Copy every one of the records below word for word, and leave out the pictures.

▶ Records shown:
════════
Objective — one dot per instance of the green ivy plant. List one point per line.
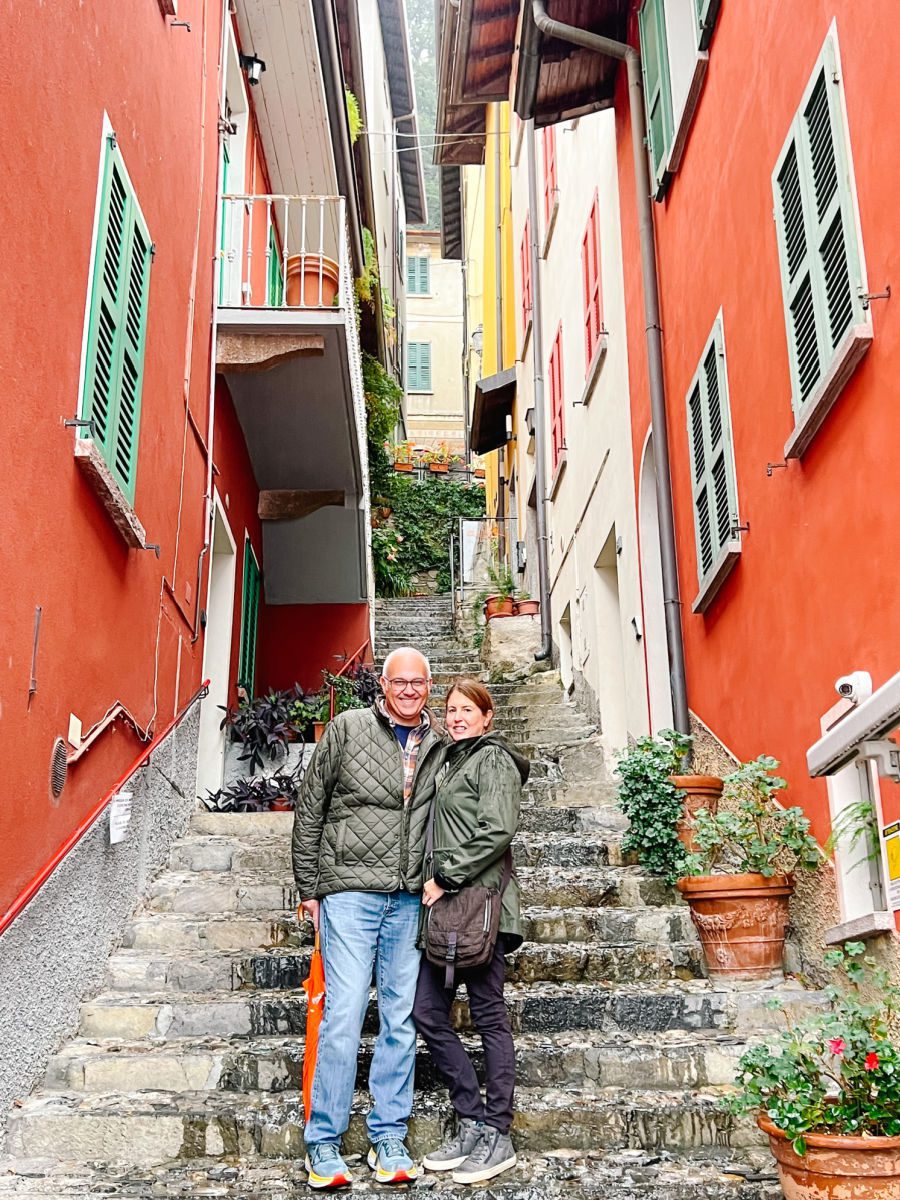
(751, 833)
(652, 803)
(837, 1071)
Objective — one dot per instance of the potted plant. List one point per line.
(738, 879)
(827, 1089)
(305, 274)
(263, 727)
(653, 803)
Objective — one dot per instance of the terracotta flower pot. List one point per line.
(742, 921)
(528, 607)
(700, 792)
(834, 1167)
(303, 277)
(496, 606)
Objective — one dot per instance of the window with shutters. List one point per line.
(557, 412)
(592, 292)
(713, 484)
(828, 329)
(117, 324)
(419, 366)
(525, 262)
(250, 619)
(418, 275)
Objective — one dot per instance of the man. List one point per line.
(358, 850)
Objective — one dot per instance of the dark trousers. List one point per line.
(431, 1014)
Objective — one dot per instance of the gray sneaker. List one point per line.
(454, 1153)
(492, 1155)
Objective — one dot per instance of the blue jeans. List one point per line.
(361, 931)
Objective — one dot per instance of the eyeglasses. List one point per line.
(402, 684)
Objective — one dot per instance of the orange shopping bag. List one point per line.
(315, 989)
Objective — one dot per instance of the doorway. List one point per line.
(216, 652)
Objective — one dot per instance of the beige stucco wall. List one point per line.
(437, 318)
(593, 499)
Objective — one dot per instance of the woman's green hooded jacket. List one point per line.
(479, 791)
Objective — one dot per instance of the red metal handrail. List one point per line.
(359, 657)
(39, 881)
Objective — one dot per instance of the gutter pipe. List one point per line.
(671, 595)
(540, 427)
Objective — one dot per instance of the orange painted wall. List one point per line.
(813, 595)
(105, 627)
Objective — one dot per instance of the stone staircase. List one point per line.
(184, 1077)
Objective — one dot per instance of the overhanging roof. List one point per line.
(495, 396)
(395, 36)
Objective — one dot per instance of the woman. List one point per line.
(475, 820)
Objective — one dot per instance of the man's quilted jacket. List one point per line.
(352, 831)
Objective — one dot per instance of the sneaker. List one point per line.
(492, 1155)
(454, 1153)
(325, 1167)
(391, 1163)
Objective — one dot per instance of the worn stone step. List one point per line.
(574, 1175)
(533, 1008)
(587, 1061)
(157, 1127)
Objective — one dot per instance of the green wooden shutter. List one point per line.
(815, 225)
(707, 12)
(250, 619)
(714, 489)
(657, 87)
(118, 324)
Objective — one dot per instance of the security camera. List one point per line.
(856, 687)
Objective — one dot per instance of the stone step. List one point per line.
(574, 1175)
(586, 1061)
(145, 1128)
(533, 1008)
(267, 891)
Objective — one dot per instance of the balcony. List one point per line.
(288, 349)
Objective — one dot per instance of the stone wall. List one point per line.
(55, 952)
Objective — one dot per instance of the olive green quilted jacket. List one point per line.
(352, 831)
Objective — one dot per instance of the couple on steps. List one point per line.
(376, 783)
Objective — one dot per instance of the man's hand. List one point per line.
(431, 893)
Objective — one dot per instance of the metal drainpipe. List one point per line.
(540, 432)
(498, 318)
(671, 595)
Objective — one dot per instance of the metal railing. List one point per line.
(282, 251)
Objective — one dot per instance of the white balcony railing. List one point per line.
(283, 252)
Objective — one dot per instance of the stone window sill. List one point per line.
(721, 569)
(94, 467)
(846, 358)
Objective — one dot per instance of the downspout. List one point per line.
(498, 318)
(540, 430)
(671, 595)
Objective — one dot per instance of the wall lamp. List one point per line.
(253, 66)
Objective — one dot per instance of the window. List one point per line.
(592, 292)
(673, 39)
(820, 252)
(714, 490)
(117, 327)
(557, 421)
(419, 366)
(525, 261)
(550, 174)
(250, 619)
(418, 275)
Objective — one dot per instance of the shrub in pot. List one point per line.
(738, 880)
(827, 1089)
(654, 801)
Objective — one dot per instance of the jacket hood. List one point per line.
(496, 739)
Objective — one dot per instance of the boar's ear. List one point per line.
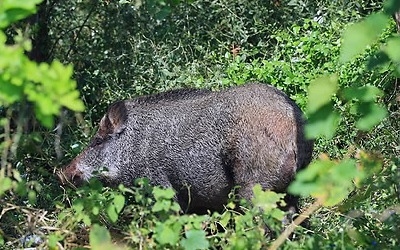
(114, 121)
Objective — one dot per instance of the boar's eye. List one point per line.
(96, 141)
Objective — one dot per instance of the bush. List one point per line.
(344, 82)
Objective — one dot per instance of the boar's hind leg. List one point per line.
(270, 166)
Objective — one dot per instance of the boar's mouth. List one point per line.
(72, 178)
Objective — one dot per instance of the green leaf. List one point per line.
(195, 239)
(391, 6)
(53, 239)
(372, 114)
(323, 122)
(14, 10)
(320, 92)
(365, 93)
(112, 213)
(379, 59)
(98, 236)
(359, 35)
(267, 201)
(167, 233)
(326, 180)
(392, 49)
(5, 185)
(119, 202)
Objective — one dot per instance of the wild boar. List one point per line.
(200, 143)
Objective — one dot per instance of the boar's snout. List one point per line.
(70, 175)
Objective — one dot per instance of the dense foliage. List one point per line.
(342, 75)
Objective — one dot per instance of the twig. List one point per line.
(281, 239)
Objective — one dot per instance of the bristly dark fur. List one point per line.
(200, 143)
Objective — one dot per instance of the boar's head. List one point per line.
(95, 160)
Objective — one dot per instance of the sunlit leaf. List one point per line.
(372, 114)
(391, 6)
(365, 93)
(359, 35)
(323, 122)
(392, 48)
(195, 239)
(167, 234)
(320, 92)
(98, 236)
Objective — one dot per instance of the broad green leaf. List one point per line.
(195, 239)
(379, 59)
(112, 213)
(9, 93)
(323, 122)
(53, 239)
(372, 114)
(167, 234)
(391, 6)
(365, 93)
(98, 236)
(392, 48)
(119, 203)
(359, 35)
(267, 201)
(5, 185)
(326, 180)
(14, 10)
(320, 92)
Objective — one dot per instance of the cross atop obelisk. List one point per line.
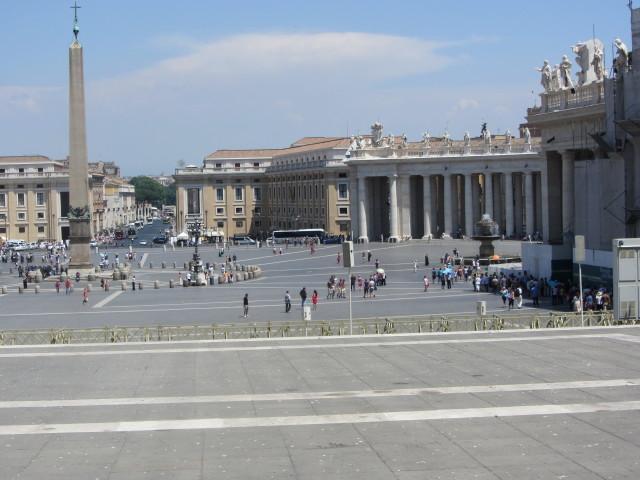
(76, 28)
(79, 204)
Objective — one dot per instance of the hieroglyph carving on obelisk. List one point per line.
(79, 204)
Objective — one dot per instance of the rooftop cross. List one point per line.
(76, 28)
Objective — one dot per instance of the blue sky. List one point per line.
(171, 80)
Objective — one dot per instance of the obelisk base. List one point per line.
(80, 251)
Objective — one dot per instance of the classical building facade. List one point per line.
(440, 188)
(225, 194)
(34, 198)
(240, 192)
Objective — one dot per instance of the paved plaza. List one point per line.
(552, 404)
(295, 268)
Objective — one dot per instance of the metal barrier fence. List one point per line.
(381, 326)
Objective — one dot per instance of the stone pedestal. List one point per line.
(79, 249)
(487, 249)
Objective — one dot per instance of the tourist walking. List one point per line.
(303, 296)
(245, 305)
(287, 302)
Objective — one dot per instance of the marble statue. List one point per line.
(622, 56)
(376, 134)
(445, 138)
(597, 64)
(565, 73)
(545, 76)
(486, 136)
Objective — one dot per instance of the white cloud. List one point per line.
(277, 57)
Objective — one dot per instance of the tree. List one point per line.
(148, 190)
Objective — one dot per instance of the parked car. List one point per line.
(243, 240)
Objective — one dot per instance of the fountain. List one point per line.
(486, 231)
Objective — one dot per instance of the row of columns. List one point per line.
(400, 211)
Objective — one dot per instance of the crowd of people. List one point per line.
(513, 288)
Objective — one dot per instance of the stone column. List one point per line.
(468, 206)
(448, 213)
(393, 208)
(568, 196)
(544, 203)
(405, 206)
(488, 194)
(80, 208)
(530, 220)
(508, 204)
(363, 229)
(426, 205)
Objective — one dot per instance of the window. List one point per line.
(193, 201)
(343, 191)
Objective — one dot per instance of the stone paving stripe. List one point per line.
(106, 300)
(283, 397)
(295, 421)
(389, 344)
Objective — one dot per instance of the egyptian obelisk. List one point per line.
(79, 205)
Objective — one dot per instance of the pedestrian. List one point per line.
(303, 296)
(287, 302)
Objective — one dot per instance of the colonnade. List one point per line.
(400, 206)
════════
▶ Correct response:
Objective — one dot per instance of the green ivy plant. List one point per line.
(751, 833)
(652, 803)
(837, 1071)
Objective — one dot per instance of the potted plant. List one point per line.
(738, 879)
(827, 1089)
(305, 274)
(263, 727)
(653, 803)
Objective — one dot per instance of the terracotta flower pot. List one point per line.
(742, 921)
(528, 607)
(700, 792)
(834, 1167)
(303, 277)
(496, 606)
Objective — one dot per instance of the window with shutters. List one point per line.
(557, 412)
(592, 292)
(713, 484)
(828, 329)
(117, 324)
(419, 366)
(525, 262)
(250, 619)
(418, 275)
Objective — one dot per instance of the man. List one point per line.
(358, 850)
Objective — one dot per instance of the dark trousers. List one point per line.
(431, 1014)
Objective — one dot per instance of the gray sneaker. List one point per line.
(454, 1153)
(492, 1155)
Objective — one dot per instance of the blue jeans. List one point per line.
(361, 931)
Objective — one dot per instance of the eyeglasses. List one point per line.
(402, 684)
Objective — one dot per instance of the orange shopping bag. List one point per line.
(315, 989)
Objective — one dot per instance of the doorway. List one point per line.
(216, 652)
Objective — one dot per instance of the beige stucco wall. List one point per line.
(437, 318)
(593, 499)
Objective — one dot per instance of the woman's green hooded jacket. List one point per line.
(479, 791)
Objective — one dot per instance of the red metal handrail. List one point per line.
(359, 657)
(39, 881)
Objective — one dot per instance of the gutter pipe. List one point per line.
(671, 595)
(540, 427)
Objective — one dot per instance of the orange painted wall. List one point per line.
(813, 595)
(105, 627)
Objective — one dot per instance of the stone staircase. List one point per line.
(184, 1077)
Objective — one dot per instance of the overhanging roof. List one point per line.
(495, 396)
(395, 36)
Objective — one dot per instance of the woman. List one point per line.
(475, 820)
Objective — one dot per instance of the man's quilted jacket. List one point per line.
(352, 831)
Objective — one dot per instance of the sneaker. List one point per line.
(492, 1155)
(454, 1153)
(325, 1167)
(391, 1163)
Objective — one dot per instance of the worn stone step. List one point per line.
(574, 1175)
(533, 1008)
(587, 1061)
(157, 1127)
Objective — one dot per instance of the green wooden shutter. List one point per line.
(815, 225)
(707, 12)
(250, 619)
(714, 489)
(657, 87)
(118, 324)
Objective — one dot per instance of the security camera. List one point per line.
(856, 687)
Objective — one dot per instance of the stone step. List one point per line.
(574, 1175)
(586, 1061)
(145, 1128)
(533, 1008)
(267, 891)
Objective — one dot per instance of the balcony. List one point per line.
(288, 349)
Objective — one dot per instance of the stone wall. List one point per line.
(55, 952)
Objective — one dot per instance of the olive green quilted jacket. List one point per line.
(352, 831)
Objective — one dot per instance of the couple on steps. List one point per line.
(376, 783)
Objective — one dot per instance of the man's hand. List one point per line.
(431, 893)
Objective — one dot per instance of the metal drainpipe. List one point per line.
(540, 432)
(498, 318)
(671, 595)
Objective — one dot per instance of the metal railing. List one point per line.
(282, 251)
Objective — one dot per instance of the white balcony railing. List one point per line.
(283, 252)
Objective — one dot per instance of the stone window sill. List one point per line.
(721, 569)
(94, 467)
(846, 358)
Objective — one dot per instance of the downspout. List one point per line.
(498, 318)
(540, 430)
(671, 595)
Objective — one dot per instance of the wall lamp. List one point per line.
(253, 66)
Objective — one dot per instance of the window. List one point per line.
(592, 292)
(673, 39)
(820, 252)
(714, 490)
(117, 327)
(557, 421)
(419, 366)
(525, 261)
(550, 174)
(250, 619)
(418, 275)
Objective — one dot per instance of the shrub in pot. List one point per line.
(738, 880)
(827, 1089)
(654, 801)
Objective — one dot per instance of the jacket hood. List one point per line.
(496, 739)
Objective — one dot per instance of the boar's ear. List one point per line.
(114, 121)
Objective — one dot per instance of the boar's eye. List one point per line.
(96, 141)
Objective — one dot per instance of the bush. List one point per line.
(344, 82)
Objective — one dot per instance of the boar's hind leg. List one point per line.
(270, 166)
Objective — one dot per instance of the boar's mouth. List one point per line.
(72, 178)
Objective — one dot per instance of the green leaf. List one point per line.
(195, 239)
(391, 6)
(53, 239)
(372, 114)
(323, 122)
(14, 10)
(320, 92)
(365, 93)
(112, 213)
(379, 59)
(98, 236)
(359, 35)
(267, 201)
(167, 233)
(326, 180)
(392, 49)
(5, 185)
(119, 202)
Objective — one dot per instance of the wild boar. List one point per line.
(200, 143)
Objective — one dot per instance of the boar's snout. List one point per line.
(70, 175)
Objective — one dot per instance of the dense foliage. List one point per line.
(342, 75)
Objective — one dot per instance of the twig. List one point per line.
(281, 239)
Objective — one dot per instance of the bristly dark fur. List one point per line.
(200, 143)
Objective — one dot per instance of the boar's head. List one point per line.
(95, 160)
Objective — one dot per instance of the sunlit leaf. List one point per line.
(372, 114)
(391, 6)
(365, 93)
(359, 35)
(323, 122)
(392, 48)
(195, 239)
(167, 234)
(320, 92)
(98, 236)
Objective — one dot per instance of the broad green leaf. List one point per line.
(195, 239)
(379, 59)
(112, 213)
(9, 93)
(323, 122)
(53, 239)
(372, 114)
(167, 234)
(391, 6)
(365, 93)
(98, 236)
(392, 48)
(119, 203)
(359, 35)
(267, 201)
(5, 185)
(326, 180)
(14, 10)
(320, 92)
Objective — one dot per instance of the cross atop obelisk. List one point per line.
(76, 28)
(79, 204)
Objective — one dot per instance of the hieroglyph carving on obelisk. List one point per line.
(79, 204)
Objective — one dot per instance of the rooftop cross. List one point per line.
(76, 28)
Objective — one dot per instance of the blue sky. List one point per line.
(171, 80)
Objective — one dot per instance of the obelisk base. List one point per line.
(80, 251)
Objective — one dot per instance of the classical building facade. List one point per line.
(440, 188)
(225, 194)
(34, 198)
(240, 192)
Objective — one dot per instance of the paved plaza. List one point per line.
(552, 404)
(295, 268)
Objective — one dot per instance of the metal barrier fence. List one point per line.
(381, 326)
Objective — one dot per instance of the stone pedestal. List one point per line.
(79, 249)
(487, 249)
Objective — one dot per instance of the tourist walking. List one point per line.
(303, 296)
(245, 305)
(287, 302)
Objective — one dot per instance of the marble statue. List one point per line.
(622, 56)
(376, 134)
(445, 138)
(597, 64)
(565, 73)
(545, 76)
(486, 136)
Objective — one dot per instance of the white cloud. List one point per line.
(277, 57)
Objective — one dot per instance of the tree. List one point per line.
(148, 190)
Objective — one dot per instance of the parked car. List one point per line.
(243, 240)
Objective — one dot per instance of the fountain. List one point per line.
(486, 231)
Objective — one dot per instance of the row of columns. List one point per line.
(400, 211)
Objective — one dot per instance of the crowd of people. List one point per line.
(513, 288)
Objective — one dot per instance of the stone column. List one point per line.
(468, 206)
(448, 213)
(393, 208)
(568, 196)
(544, 203)
(405, 206)
(488, 194)
(80, 208)
(530, 220)
(508, 204)
(363, 229)
(426, 205)
Objective — one dot per instance of the window. List one point per line.
(193, 201)
(343, 191)
Objective — one dot per instance of the stone paving stripe. List one point per line.
(106, 300)
(283, 397)
(295, 421)
(389, 344)
Objective — one dot per instance of the egyptian obelisk. List one point per line.
(79, 205)
Objective — one dot per instance of the pedestrian. List one point per line.
(303, 296)
(287, 302)
Objective — one dot per instance of the colonnade. List one point per line.
(400, 206)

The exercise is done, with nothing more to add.